▶ **Assigned task**
Print the line containing "Query: player kneeling on grass" and every line after it exactly as written, through the end of the records.

▶ **Data provided**
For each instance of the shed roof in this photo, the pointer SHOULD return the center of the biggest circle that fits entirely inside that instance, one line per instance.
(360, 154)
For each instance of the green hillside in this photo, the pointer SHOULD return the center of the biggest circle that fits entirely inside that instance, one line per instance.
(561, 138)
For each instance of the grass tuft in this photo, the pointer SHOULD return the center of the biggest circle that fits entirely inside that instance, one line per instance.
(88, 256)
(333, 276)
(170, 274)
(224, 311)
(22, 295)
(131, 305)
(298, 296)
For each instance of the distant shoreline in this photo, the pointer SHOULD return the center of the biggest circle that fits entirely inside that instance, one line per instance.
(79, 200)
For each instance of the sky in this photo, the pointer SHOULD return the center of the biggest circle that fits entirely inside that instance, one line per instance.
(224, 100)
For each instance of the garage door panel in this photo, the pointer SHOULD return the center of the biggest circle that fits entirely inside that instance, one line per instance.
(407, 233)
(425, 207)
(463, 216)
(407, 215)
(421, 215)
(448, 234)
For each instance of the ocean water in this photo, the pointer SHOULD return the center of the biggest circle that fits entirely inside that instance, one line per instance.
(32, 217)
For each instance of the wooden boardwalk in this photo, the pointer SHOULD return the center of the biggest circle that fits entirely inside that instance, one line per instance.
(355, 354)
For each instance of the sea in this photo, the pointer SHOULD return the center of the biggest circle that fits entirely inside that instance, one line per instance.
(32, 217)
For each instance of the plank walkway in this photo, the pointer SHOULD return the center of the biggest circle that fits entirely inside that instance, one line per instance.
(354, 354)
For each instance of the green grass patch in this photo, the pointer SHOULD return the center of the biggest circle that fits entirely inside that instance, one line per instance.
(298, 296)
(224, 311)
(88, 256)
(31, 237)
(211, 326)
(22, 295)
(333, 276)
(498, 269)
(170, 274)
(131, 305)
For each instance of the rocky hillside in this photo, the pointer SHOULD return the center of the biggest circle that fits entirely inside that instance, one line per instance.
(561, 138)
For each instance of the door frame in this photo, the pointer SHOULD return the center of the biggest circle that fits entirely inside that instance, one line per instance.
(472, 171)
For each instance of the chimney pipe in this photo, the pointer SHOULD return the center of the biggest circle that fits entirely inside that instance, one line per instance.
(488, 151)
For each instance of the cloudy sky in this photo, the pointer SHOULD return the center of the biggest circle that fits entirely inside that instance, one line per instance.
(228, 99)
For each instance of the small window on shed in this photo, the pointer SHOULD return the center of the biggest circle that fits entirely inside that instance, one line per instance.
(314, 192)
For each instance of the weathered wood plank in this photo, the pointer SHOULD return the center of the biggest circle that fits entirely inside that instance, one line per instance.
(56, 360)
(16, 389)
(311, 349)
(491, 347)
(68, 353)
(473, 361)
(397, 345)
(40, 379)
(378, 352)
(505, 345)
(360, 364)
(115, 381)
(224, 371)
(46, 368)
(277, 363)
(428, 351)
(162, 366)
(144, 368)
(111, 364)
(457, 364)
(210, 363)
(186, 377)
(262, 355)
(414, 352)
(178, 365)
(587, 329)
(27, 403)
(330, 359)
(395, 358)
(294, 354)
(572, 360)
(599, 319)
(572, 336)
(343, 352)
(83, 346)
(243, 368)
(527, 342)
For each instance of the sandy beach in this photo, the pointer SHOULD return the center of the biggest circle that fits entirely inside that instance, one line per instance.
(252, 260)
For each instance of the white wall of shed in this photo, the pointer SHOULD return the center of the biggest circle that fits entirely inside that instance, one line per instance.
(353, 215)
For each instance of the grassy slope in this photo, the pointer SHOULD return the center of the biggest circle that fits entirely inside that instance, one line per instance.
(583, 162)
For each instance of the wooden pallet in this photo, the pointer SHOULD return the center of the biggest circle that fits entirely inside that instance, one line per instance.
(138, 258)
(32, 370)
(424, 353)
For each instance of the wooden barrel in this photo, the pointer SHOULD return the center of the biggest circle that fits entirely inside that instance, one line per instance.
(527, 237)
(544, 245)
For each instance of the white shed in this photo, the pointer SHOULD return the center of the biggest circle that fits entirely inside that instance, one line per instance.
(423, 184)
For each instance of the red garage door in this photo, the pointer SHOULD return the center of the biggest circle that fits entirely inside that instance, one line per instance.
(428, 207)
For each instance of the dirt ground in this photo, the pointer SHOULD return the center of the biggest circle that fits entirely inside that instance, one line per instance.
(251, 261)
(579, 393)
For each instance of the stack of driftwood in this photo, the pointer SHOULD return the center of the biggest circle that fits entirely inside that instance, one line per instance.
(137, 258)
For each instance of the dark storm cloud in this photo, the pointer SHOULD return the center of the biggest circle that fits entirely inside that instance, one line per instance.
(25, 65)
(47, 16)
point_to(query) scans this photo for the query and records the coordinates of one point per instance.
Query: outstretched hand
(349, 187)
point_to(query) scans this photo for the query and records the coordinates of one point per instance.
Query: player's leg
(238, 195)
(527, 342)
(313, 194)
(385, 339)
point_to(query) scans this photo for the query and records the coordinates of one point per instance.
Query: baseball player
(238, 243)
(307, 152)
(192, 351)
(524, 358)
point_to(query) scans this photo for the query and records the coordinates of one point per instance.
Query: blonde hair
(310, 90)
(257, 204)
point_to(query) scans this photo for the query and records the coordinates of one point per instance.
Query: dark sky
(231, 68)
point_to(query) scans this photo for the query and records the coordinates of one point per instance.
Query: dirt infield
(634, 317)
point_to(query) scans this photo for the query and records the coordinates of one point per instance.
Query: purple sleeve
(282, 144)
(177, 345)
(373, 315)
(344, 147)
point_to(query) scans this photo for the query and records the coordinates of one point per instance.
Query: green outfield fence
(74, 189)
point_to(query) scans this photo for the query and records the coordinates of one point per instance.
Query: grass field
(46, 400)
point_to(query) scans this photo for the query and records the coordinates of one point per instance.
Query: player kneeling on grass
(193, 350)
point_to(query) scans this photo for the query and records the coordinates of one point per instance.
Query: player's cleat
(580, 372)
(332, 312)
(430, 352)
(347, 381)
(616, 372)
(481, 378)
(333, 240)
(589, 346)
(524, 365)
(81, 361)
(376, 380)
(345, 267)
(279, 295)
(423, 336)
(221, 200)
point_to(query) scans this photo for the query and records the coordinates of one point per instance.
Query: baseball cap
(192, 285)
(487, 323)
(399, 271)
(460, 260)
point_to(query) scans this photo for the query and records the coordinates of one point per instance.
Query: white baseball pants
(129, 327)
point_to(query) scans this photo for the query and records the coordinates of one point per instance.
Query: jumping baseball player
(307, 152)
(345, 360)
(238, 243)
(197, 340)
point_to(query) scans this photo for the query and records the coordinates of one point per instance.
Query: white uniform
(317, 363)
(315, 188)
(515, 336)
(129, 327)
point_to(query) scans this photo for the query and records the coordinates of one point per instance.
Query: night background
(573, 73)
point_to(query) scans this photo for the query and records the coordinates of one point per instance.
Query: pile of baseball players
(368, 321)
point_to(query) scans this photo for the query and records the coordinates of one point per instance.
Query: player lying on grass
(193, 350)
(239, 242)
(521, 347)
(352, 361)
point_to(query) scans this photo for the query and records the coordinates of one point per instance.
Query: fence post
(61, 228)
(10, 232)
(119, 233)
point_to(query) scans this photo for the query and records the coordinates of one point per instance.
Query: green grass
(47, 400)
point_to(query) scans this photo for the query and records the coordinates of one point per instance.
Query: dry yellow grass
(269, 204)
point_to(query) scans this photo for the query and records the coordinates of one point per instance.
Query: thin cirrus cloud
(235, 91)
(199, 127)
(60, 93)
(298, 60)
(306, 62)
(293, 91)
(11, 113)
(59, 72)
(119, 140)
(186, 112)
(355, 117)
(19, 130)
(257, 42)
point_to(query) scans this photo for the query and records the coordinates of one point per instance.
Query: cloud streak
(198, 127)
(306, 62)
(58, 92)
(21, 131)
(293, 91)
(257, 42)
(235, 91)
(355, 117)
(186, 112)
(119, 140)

▶ **Answer for the task**
Query: player kneeling on grass
(193, 350)
point_to(query) scans this photo for the query and records the coordinates of one point per instance.
Query: player's cleat
(580, 372)
(332, 312)
(430, 352)
(347, 381)
(616, 372)
(481, 378)
(333, 240)
(589, 346)
(524, 365)
(81, 361)
(376, 380)
(345, 267)
(279, 295)
(423, 336)
(221, 200)
point_to(query) scans this photo for the query and records the coordinates of one point per instance.
Query: baseball cap
(192, 285)
(487, 323)
(399, 271)
(460, 260)
point_to(query) scans this photo for the query and records the coordinates of one point per instance.
Query: white baseball pants
(129, 327)
point_to(query) scans this photo for the query and records the coordinates of one point per instance.
Query: jumping baseball player
(307, 152)
(345, 360)
(238, 243)
(197, 340)
point_to(query) scans this photo for the query and records the coordinates of one point per instance.
Query: white uniform
(317, 363)
(315, 188)
(515, 336)
(129, 327)
point_to(query) scans this photo for the query and records the coordinates of one point per instance.
Query: night background
(573, 73)
point_to(query) scans this photo for the query and records the coordinates of one point per instance.
Query: pile of baseball players
(368, 321)
point_to(query) scans this photo for the query and records the coordinates of one point per instance.
Query: player lying on grass
(193, 350)
(239, 242)
(521, 347)
(352, 361)
point_to(query) scans this photo for the query and records the coordinates of one point per instance.
Query: fence post
(61, 228)
(10, 232)
(119, 233)
point_to(query) scans this photo for the query and records the coordinates of one point per instance.
Query: green grass
(47, 400)
point_to(query) scans this photo for the query and records the coordinates of one point per instance.
Query: dry yellow grass
(269, 204)
point_to(query) scans this photo for the query and records the coordinates of one point per instance.
Query: thin cirrus cloud
(235, 91)
(199, 127)
(60, 93)
(298, 60)
(306, 62)
(293, 91)
(11, 113)
(59, 72)
(119, 140)
(186, 112)
(355, 117)
(19, 130)
(257, 42)
point_to(query) scans this photo for the query and records the coordinates of one point per instance.
Query: cloud streak
(198, 127)
(306, 62)
(58, 92)
(21, 131)
(293, 91)
(257, 42)
(235, 91)
(355, 117)
(186, 112)
(119, 140)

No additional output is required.